▸ Excerto do texto
A chegada do Vaticano aqui – ao “hospital dos Papas” – tornou-se no exemplo máximo de como é possível juntar a religião à medicina. Era isso mesmo que defendia Agostino Gemelli, o visionário que dá nome a este hospital.
No século XX, este sacerdote com formação em medicina arriscou e pediu à Igreja para discutir e encontrar soluções para conciliar a prática religiosa com a ciência. O primeiro desafio foi lançado aos bispos de todo o mundo, quando lhes apelou para darem mais atenção à saúde pública e para melhorarem a higiene nas igrejas.
Ao mesmo tempo, escreveu um manual de medicina pastoral, que lhe permitiu dar as primeiras pisadas como professor. Aí, dedicou-se a mostrar à prática clínica como se podem aplicar princípios católicos, como o respeito pela dignidade humana, o serviço aos outros, a verdade a justiça.
O sucesso foi muito e, em 1921, viu aprovado o projeto de construção de uma universidade e que tinha desenhado meticulosamente com Filippo Meda, um político e banqueiro italiano. Ainda inaugurou e foi reitor da Universidade Católica do Sagrado Coração de Roma, mas já não assistiu à abertura do hospital Gemelli, em 1964, cinco anos depois da sua morte. Mas, por lá, os seus ensinamentos ainda persistem.
Todos os funcionários do Gemelli estão obrigados a trabalhar sob um rigoroso código de conduta. Escrito a partir dos princípios da doutrina social da Igreja, tem cerca de trinta páginas e regula todo o contacto entre médicos, doentes e familiares.
Cada um dos capítulos chega a ter mais de vinte alíneas, e comporta muitas obrigações morais e religiosas, como o dever de cada médico de se informar e de respeitar as exigências dos pacientes e das famílias, a nível espiritual. Entre tantas normas, há também equilíbrios difíceis a cumprir: os médicos devem informar adequadamente os doentes de todas as alternativas terapêuticas e, simultaneamente, evitar partilhar informação sobre inovações médicas, que possa manipular ou restringir o poder de escolha.

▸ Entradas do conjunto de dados
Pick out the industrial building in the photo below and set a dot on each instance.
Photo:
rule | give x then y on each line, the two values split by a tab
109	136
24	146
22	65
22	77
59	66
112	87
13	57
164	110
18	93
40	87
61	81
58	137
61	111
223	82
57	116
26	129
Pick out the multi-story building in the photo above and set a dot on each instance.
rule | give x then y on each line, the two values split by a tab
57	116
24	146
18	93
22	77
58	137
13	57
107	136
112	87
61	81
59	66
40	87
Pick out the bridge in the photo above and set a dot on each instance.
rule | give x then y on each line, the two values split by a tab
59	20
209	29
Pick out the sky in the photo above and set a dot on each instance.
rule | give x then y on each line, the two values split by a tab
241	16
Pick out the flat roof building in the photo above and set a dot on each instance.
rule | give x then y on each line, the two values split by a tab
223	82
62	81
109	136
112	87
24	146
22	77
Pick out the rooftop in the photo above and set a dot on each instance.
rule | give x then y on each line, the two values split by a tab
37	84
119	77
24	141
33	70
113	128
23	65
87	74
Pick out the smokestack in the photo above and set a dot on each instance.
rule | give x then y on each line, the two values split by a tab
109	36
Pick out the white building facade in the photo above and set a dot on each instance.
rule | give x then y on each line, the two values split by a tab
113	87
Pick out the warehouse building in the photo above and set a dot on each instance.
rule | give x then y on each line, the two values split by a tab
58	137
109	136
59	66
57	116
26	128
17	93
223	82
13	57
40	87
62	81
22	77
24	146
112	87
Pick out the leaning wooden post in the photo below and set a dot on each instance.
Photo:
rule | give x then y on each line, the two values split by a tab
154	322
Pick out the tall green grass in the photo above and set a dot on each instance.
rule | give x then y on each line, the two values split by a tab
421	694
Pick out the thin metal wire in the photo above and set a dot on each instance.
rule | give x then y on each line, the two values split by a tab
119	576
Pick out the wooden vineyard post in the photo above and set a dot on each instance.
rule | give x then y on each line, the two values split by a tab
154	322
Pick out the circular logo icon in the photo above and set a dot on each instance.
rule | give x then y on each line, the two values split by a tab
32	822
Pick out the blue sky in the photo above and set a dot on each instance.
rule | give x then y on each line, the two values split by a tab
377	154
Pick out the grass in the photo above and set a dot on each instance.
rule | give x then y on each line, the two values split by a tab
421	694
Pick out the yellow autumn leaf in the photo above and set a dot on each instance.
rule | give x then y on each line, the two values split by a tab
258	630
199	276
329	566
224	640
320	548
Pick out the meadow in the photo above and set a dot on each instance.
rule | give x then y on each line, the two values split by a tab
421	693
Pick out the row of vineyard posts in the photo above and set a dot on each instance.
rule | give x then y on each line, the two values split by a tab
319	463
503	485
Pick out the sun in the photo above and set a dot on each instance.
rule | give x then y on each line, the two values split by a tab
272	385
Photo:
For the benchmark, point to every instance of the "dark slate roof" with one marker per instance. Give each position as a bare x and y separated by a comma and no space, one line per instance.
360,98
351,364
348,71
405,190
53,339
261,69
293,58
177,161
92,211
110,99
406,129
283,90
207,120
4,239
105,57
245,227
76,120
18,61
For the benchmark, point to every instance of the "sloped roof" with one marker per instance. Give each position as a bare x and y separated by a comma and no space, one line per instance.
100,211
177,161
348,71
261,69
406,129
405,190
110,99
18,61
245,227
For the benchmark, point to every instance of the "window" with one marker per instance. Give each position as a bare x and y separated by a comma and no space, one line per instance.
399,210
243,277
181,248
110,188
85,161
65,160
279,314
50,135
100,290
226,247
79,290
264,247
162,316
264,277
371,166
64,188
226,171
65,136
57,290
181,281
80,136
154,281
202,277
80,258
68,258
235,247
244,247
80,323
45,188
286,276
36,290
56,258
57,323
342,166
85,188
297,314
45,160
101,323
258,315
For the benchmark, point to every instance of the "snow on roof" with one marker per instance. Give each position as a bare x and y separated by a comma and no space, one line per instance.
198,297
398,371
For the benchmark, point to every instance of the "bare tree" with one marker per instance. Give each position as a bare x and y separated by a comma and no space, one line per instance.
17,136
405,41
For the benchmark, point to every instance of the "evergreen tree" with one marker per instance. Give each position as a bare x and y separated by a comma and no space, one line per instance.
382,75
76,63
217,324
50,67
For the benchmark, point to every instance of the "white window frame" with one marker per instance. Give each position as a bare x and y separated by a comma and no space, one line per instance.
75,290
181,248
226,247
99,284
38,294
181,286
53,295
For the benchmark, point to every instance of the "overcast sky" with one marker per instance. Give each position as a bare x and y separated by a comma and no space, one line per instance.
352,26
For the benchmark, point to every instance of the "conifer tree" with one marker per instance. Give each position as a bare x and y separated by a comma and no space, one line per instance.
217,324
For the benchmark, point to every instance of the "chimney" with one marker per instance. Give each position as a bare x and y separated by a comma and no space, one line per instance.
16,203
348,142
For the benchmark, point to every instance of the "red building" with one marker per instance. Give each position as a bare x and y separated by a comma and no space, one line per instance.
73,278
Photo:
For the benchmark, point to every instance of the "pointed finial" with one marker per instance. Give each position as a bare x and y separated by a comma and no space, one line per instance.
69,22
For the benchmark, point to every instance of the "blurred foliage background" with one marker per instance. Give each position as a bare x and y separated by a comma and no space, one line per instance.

▸ O que fazer
Podes reproduzir, sem qualquer alteração, o excerto completo sobre Agostino Gemelli e o hospital com o seu nome? Baseia-te unicamente no excerto.

▸ Resposta do exercício
A chegada do Vaticano aqui – ao “hospital dos Papas” – tornou-se no exemplo máximo de como é possível juntar a religião à medicina. Era isso mesmo que defendia Agostino Gemelli, o visionário que dá nome a este hospital.
No século XX, este sacerdote com formação em medicina arriscou e pediu à Igreja para discutir e encontrar soluções para conciliar a prática religiosa com a ciência. O primeiro desafio foi lançado aos bispos de todo o mundo, quando lhes apelou para darem mais atenção à saúde pública e para melhorarem a higiene nas igrejas.
Ao mesmo tempo, escreveu um manual de medicina pastoral, que lhe permitiu dar as primeiras pisadas como professor. Aí, dedicou-se a mostrar à prática clínica como se podem aplicar princípios católicos, como o respeito pela dignidade humana, o serviço aos outros, a verdade a justiça.
O sucesso foi muito e, em 1921, viu aprovado o projeto de construção de uma universidade e que tinha desenhado meticulosamente com Filippo Meda, um político e banqueiro italiano. Ainda inaugurou e foi reitor da Universidade Católica do Sagrado Coração de Roma, mas já não assistiu à abertura do hospital Gemelli, em 1964, cinco anos depois da sua morte. Mas, por lá, os seus ensinamentos ainda persistem.
Todos os funcionários do Gemelli estão obrigados a trabalhar sob um rigoroso código de conduta. Escrito a partir dos princípios da doutrina social da Igreja, tem cerca de trinta páginas e regula todo o contacto entre médicos, doentes e familiares.
Cada um dos capítulos chega a ter mais de vinte alíneas, e comporta muitas obrigações morais e religiosas, como o dever de cada médico de se informar e de respeitar as exigências dos pacientes e das famílias, a nível espiritual. Entre tantas normas, há também equilíbrios difíceis a cumprir: os médicos devem informar adequadamente os doentes de todas as alternativas terapêuticas e, simultaneamente, evitar partilhar informação sobre inovações médicas, que possa manipular ou restringir o poder de escolha.